§ WHAT TO DO: Lines from the one containing "Target: colorful display board" to the end of the data below are to be restated exactly, with both ends included and nothing else.

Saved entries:

----

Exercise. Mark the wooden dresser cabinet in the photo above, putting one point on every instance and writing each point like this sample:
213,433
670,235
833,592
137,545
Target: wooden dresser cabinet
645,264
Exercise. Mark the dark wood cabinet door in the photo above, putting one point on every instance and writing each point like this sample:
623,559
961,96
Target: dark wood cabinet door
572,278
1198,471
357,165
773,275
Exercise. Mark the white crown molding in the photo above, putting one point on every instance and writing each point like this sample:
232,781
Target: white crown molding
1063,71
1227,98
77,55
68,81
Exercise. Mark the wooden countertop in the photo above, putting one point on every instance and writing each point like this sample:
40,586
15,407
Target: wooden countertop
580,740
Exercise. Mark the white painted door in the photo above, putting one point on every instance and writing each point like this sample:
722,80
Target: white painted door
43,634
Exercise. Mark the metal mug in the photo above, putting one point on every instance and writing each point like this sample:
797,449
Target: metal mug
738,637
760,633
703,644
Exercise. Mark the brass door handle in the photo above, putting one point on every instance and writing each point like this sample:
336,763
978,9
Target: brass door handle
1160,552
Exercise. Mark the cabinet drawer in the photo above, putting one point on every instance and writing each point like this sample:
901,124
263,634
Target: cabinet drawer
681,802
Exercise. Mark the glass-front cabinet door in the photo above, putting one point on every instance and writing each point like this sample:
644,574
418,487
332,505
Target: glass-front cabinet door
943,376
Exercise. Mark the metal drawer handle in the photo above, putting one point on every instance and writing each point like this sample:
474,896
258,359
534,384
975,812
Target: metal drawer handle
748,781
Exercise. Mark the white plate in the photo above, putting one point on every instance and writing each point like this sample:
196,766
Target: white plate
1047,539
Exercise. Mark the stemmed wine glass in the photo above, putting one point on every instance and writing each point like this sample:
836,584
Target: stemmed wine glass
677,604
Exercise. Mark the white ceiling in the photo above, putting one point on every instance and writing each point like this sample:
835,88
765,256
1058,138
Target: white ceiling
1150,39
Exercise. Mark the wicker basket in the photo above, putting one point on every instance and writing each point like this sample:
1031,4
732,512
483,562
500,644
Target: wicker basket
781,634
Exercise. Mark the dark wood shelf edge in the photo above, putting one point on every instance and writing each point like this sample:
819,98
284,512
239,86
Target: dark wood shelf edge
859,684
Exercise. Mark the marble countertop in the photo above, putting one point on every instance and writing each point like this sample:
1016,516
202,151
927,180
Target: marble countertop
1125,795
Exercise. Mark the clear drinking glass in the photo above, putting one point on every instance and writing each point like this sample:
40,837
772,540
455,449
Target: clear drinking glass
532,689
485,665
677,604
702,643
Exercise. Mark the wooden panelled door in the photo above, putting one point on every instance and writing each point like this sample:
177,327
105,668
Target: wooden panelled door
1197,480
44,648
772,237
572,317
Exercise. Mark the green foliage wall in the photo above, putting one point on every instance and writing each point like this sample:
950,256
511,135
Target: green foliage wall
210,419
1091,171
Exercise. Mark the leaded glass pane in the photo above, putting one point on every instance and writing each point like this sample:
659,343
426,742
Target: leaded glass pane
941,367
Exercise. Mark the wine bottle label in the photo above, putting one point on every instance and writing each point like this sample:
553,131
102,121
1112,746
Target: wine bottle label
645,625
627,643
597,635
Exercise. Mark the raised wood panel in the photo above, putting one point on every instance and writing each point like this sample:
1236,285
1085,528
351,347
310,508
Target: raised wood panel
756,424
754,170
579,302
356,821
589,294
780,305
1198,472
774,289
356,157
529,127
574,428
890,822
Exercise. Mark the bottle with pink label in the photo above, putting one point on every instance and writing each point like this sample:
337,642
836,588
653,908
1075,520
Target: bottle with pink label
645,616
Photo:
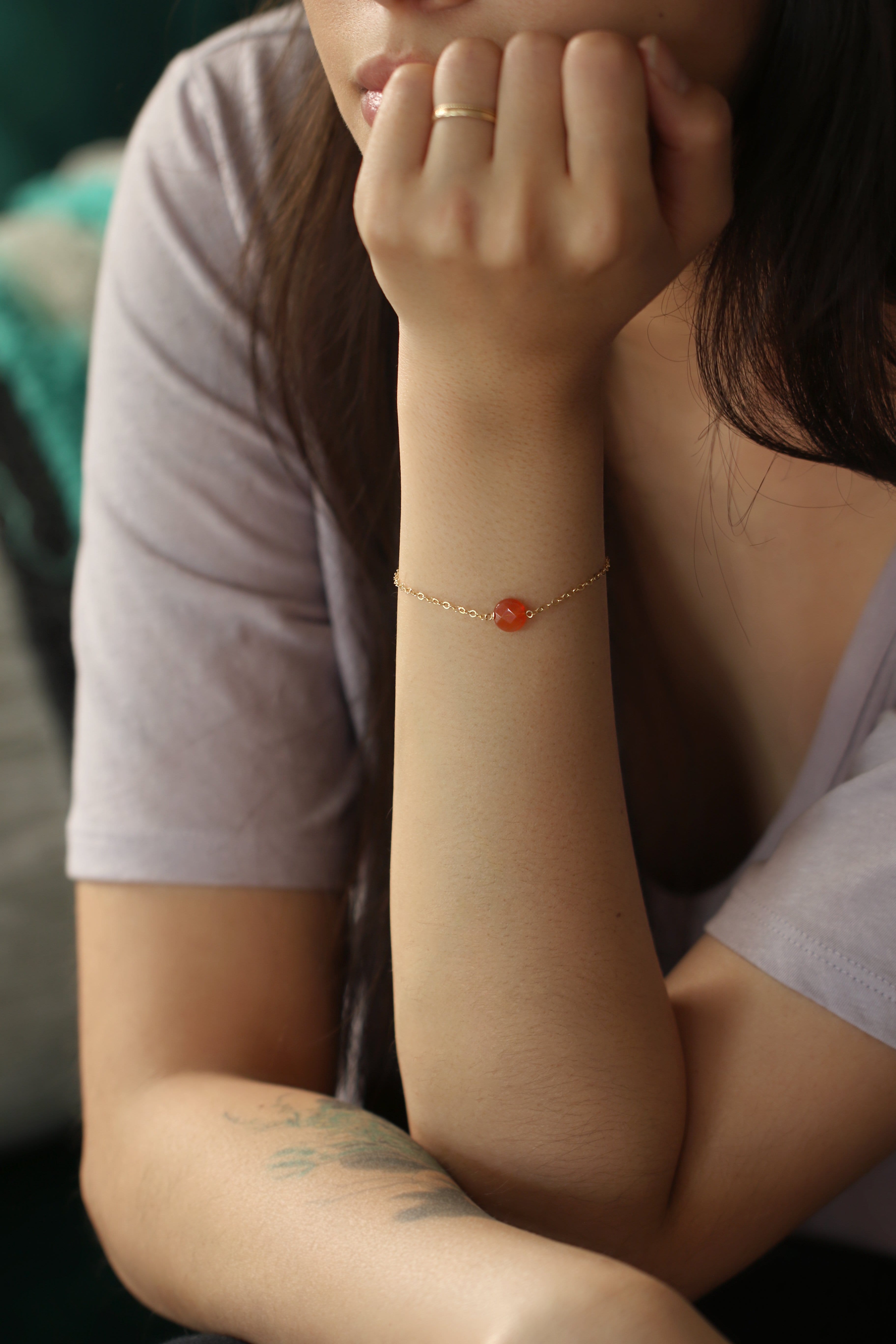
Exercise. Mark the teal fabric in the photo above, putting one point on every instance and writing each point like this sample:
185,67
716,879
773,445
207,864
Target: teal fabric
80,201
73,72
45,364
70,74
46,370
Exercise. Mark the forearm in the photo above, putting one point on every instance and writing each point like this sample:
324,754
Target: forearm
281,1217
539,1054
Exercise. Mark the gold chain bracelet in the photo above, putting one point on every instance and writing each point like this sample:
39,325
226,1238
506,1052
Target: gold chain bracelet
510,613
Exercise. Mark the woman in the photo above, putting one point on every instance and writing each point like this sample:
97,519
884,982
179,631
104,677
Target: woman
581,296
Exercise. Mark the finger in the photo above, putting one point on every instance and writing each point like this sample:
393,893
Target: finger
467,74
531,128
692,160
401,134
606,115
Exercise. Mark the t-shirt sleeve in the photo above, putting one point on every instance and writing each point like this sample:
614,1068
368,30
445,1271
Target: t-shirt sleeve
820,914
213,741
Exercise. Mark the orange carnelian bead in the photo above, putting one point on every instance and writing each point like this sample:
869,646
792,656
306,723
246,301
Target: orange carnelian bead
510,615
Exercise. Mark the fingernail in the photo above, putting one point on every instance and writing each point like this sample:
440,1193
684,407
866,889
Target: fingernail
666,66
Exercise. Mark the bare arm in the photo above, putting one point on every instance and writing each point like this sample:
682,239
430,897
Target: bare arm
545,1061
234,1195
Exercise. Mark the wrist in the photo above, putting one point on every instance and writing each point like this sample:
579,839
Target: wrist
502,402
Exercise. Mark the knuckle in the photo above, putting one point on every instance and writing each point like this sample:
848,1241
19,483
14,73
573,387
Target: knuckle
450,230
609,50
532,48
467,56
600,241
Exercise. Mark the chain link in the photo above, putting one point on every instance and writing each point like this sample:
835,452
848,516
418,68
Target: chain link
490,616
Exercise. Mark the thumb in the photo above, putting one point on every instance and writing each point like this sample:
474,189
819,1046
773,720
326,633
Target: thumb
692,159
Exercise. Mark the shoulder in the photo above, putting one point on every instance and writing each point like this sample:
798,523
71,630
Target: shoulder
218,108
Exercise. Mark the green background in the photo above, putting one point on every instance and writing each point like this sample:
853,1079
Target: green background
73,72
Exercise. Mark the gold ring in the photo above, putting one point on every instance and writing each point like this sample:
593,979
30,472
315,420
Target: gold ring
448,111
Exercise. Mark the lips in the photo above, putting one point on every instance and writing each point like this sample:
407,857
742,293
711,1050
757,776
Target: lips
373,76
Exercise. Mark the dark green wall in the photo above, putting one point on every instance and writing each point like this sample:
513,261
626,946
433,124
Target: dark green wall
80,70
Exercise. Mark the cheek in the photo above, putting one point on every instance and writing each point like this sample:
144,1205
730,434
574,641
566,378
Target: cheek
335,29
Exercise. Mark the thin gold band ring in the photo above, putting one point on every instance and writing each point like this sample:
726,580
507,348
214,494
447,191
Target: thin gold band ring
449,111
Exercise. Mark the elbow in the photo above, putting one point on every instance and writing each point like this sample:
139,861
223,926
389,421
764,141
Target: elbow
615,1205
112,1201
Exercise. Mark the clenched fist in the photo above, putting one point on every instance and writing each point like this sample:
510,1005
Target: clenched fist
536,238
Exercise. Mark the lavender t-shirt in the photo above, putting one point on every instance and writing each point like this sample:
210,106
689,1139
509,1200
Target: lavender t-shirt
221,675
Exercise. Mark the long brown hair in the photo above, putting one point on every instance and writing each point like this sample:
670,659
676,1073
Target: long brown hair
792,331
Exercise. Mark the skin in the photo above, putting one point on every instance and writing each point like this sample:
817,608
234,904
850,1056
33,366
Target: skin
581,1130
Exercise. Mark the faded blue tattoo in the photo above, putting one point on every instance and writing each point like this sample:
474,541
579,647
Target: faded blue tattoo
355,1140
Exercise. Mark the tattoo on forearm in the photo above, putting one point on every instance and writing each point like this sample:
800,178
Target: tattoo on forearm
343,1135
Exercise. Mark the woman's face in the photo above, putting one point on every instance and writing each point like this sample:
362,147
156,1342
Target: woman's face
362,41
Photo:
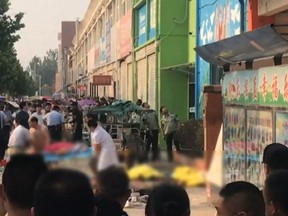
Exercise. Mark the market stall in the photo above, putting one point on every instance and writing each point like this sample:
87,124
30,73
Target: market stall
255,115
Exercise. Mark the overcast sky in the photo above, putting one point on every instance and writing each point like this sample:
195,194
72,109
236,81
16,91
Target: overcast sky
43,23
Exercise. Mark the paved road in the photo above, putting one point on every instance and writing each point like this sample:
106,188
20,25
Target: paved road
199,205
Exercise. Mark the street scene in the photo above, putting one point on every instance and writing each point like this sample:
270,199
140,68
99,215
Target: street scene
143,107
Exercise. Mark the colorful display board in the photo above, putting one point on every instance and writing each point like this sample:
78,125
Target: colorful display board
266,86
259,134
234,144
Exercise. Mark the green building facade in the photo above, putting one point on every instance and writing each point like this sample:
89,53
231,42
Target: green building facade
163,55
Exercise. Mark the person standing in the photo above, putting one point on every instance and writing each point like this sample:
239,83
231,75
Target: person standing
47,111
169,126
78,122
38,114
103,145
19,140
6,124
150,122
22,117
39,135
55,123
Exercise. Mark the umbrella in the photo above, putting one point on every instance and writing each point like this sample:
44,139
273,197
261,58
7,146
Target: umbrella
14,104
118,108
86,103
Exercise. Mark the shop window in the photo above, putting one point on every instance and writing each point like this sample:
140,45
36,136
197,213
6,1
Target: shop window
141,31
152,15
191,93
216,75
122,8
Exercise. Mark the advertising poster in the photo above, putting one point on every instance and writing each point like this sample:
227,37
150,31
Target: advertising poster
108,42
259,135
97,55
282,128
102,50
152,30
266,86
234,144
125,35
142,19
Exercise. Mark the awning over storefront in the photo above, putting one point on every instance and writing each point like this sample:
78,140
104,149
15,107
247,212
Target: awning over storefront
260,43
181,67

----

§ TASK RESPONSE:
Target: colorful display board
266,86
259,134
234,144
Exercise. Mark the green building facade in the photo above, putting one point on every instance and writing each point like this sample:
89,53
231,42
Target: green building facade
163,55
Exercise. Mark the person standing in the photo above, putting one point on every instance and writing each point like this sample:
239,83
231,75
Target: person standing
47,111
169,126
78,122
38,114
103,145
19,140
6,124
150,122
22,117
39,135
55,123
Exercise. Mark the umbrella in the photo above, putting one point on every instance and writing each point like this sample:
44,139
273,197
261,58
7,146
Target: umbrella
14,104
118,108
86,103
Exercise. Mark the shop window in the photo above, putting one point on every instance and writing each point like this sample:
140,45
36,136
197,213
6,1
Target: shop window
141,31
152,15
191,93
216,75
122,8
Exercise. Mark the advertising poster in the photo above, putting one point on every instance and writing each point like this sample:
227,37
150,31
Target: advertising poster
108,42
259,135
97,55
282,128
102,50
152,30
266,86
234,144
125,35
142,19
Exercise. Mark the awning over storefront in the photo above, putting one point on every instance and writing each point like this sample:
78,140
104,149
15,107
247,212
Target: awning over storefront
260,43
181,67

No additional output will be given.